Extracted data entries
▽
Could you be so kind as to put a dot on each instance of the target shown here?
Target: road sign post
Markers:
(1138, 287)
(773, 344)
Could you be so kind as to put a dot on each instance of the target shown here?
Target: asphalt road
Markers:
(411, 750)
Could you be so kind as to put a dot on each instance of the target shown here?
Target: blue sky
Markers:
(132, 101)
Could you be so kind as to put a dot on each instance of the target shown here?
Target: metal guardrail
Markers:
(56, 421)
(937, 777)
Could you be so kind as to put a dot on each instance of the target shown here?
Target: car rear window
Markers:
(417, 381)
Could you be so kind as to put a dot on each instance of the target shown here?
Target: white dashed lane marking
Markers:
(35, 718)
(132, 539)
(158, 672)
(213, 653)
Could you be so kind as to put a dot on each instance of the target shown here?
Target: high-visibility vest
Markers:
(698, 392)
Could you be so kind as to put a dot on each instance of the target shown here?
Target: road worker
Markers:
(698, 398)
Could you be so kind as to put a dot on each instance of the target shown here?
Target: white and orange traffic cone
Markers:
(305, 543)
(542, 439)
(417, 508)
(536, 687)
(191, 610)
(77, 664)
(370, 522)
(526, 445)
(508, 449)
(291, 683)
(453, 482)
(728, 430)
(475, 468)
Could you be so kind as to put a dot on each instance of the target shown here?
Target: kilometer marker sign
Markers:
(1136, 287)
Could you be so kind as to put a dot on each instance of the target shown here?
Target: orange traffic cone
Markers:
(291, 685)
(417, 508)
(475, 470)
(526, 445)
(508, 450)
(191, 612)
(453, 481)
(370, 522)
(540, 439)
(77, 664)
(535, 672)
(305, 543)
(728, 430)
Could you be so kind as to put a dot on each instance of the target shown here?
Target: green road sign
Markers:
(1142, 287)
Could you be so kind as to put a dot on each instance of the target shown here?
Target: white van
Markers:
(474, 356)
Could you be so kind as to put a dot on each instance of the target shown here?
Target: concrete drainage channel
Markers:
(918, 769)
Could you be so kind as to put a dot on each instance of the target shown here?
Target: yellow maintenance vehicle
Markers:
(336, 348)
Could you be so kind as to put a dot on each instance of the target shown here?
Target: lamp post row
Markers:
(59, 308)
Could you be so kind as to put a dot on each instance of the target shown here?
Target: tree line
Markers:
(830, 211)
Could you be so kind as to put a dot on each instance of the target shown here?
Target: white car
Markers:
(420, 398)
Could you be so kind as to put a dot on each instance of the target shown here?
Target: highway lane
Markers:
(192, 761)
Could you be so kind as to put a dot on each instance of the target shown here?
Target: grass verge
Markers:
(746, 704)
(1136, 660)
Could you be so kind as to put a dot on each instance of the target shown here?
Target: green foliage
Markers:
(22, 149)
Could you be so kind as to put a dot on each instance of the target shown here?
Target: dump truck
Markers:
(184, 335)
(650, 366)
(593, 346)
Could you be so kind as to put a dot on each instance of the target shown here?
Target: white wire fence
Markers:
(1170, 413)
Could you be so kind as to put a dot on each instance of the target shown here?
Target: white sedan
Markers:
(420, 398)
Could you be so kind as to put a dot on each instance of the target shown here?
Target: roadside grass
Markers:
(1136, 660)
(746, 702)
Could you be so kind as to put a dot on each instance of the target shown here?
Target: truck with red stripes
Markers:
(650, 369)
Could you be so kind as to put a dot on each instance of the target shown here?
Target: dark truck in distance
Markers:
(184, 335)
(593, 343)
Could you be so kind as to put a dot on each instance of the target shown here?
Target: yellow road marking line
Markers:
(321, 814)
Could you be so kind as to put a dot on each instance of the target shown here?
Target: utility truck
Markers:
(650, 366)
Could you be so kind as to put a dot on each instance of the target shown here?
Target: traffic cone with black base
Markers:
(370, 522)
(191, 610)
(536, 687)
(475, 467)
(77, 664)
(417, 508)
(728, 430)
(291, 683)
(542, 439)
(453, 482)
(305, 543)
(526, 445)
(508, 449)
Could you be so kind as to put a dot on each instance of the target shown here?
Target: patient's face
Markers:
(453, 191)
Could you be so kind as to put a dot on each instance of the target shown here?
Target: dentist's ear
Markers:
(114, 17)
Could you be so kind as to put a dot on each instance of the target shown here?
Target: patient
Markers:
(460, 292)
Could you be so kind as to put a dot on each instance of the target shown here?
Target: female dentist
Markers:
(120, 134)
△
▸ What to produce:
Set down every record above exactly as given.

▸ Written response:
Could you be so kind as to put a dot on each instance of the target shown here?
Target: road sign post
Markers:
(1138, 287)
(773, 344)
Could you be so kind as to put a dot on each instance of the target shown here?
Target: asphalt road
Markers:
(411, 750)
Could you be so kind as to put a dot on each instance of the target shown here?
Target: blue sky
Markers:
(132, 101)
Could you be so kind as to put a dot on each instance of the target shown here?
Target: metal guardrail
Markers:
(56, 421)
(937, 777)
Could you be so kind as to put a dot on each instance of the target shown here?
Target: car rear window
Markers:
(417, 381)
Could you be so kind as to put a dot on each instance of the target shown here?
Target: white dashed lane marking
Markers:
(35, 718)
(132, 539)
(158, 672)
(213, 653)
Could you be so kind as to put a dot on each instance of the target shown here?
Target: high-visibility vest
Markers:
(698, 392)
Could you be so kind as to put a dot on each instance of the target shown here?
Target: road worker
Markers:
(698, 398)
Could you be so kind as to put a dot on each instance of the target shown here?
Target: white and orange traffic cone
Markers:
(305, 543)
(542, 439)
(417, 508)
(536, 687)
(191, 610)
(77, 664)
(370, 522)
(526, 445)
(508, 449)
(291, 683)
(453, 482)
(728, 430)
(475, 468)
Could you be so kind as to put a dot on each instance of the target shown here?
Target: kilometer marker sign
Markers:
(1136, 287)
Could you be so kind as to put a dot on each instance of the target shown here?
Target: orange traffic cone
Markers:
(291, 685)
(417, 508)
(475, 470)
(526, 445)
(508, 450)
(191, 612)
(453, 481)
(370, 522)
(540, 439)
(77, 664)
(535, 672)
(305, 543)
(728, 430)
Could you be so kind as to put a dot on each instance of the target shown here?
Target: green road sign
Markers:
(1142, 287)
Could you be so kind as to put a dot on each instance of the target shown here?
Target: white van
Markers:
(474, 356)
Could you be so kind as to put a dot on each instance of the target shown here?
Target: concrete drainage channel
Markers:
(918, 769)
Could you be so kind as to put a dot on each instance of the target shown here?
Target: yellow maintenance vehicle
Markers:
(336, 348)
Could you be so kind as to put a dot on each instance of the target shown here?
Target: lamp post row
Markers:
(59, 308)
Could you be so kind as to put a dot on each instance of the target shown here?
Target: tree line
Markers:
(830, 211)
Could you be so kind as to put a dot on each instance of the target shown here?
Target: white car
Markers:
(420, 398)
Could you be so kind as to put a dot on each instance of the target shown here?
Target: highway lane
Markers:
(192, 761)
Could you be so kind as to put a dot on each instance of the target shown here?
Target: grass verge
Markers:
(746, 704)
(1136, 660)
Could you be so kind as to put a dot on each instance of the target shown here?
Target: green foliage
Markers:
(22, 149)
Could you be so kind as to put a dot on each instance of the target shown here?
Target: dump truck
Markers:
(184, 335)
(650, 366)
(593, 346)
Could you be so kind as to put a dot on each instance of the target shown here?
Target: white wire fence
Markers:
(1170, 413)
Could you be so kind as to put a dot on each instance of the target shown here?
Target: white sedan
Markers:
(420, 398)
Could you be so kind as to put a dot on each instance of the target shown here?
Target: roadside grass
Markers:
(1136, 660)
(746, 702)
Could you be so kind as to put a dot on each instance of the target shown here?
Target: truck with red stripes
Markers:
(650, 369)
Could you be so kind as to put a dot on each instance of the target shown here?
Target: dark truck in distance
Markers:
(184, 335)
(593, 343)
Could you be so kind as to put a dot on each instance of the target shown here?
Target: yellow road marking line
Markers:
(321, 814)
Could you be so kind as to put a dot on each instance of the target shown here?
Target: utility truck
Markers:
(650, 366)
Could you be so kind as to put a dot on each instance of the target shown here?
Target: traffic cone with black base
Markers:
(370, 522)
(191, 610)
(536, 687)
(475, 467)
(77, 664)
(417, 508)
(728, 430)
(291, 683)
(542, 439)
(453, 482)
(305, 543)
(526, 445)
(508, 449)
Could you be so kind as to put a dot on each instance of the target shown here?
Target: patient's face
Markers:
(453, 191)
Could you be so kind as to put a dot on each instance of the target shown here?
Target: dentist's ear
Markers:
(114, 17)
Could you be so kind as to put a dot on each instance of the target shown here?
Target: patient
Markers:
(460, 292)
Could you be so kind as to put a dot on each instance of the target shown here?
Target: female dentist
Markers:
(120, 134)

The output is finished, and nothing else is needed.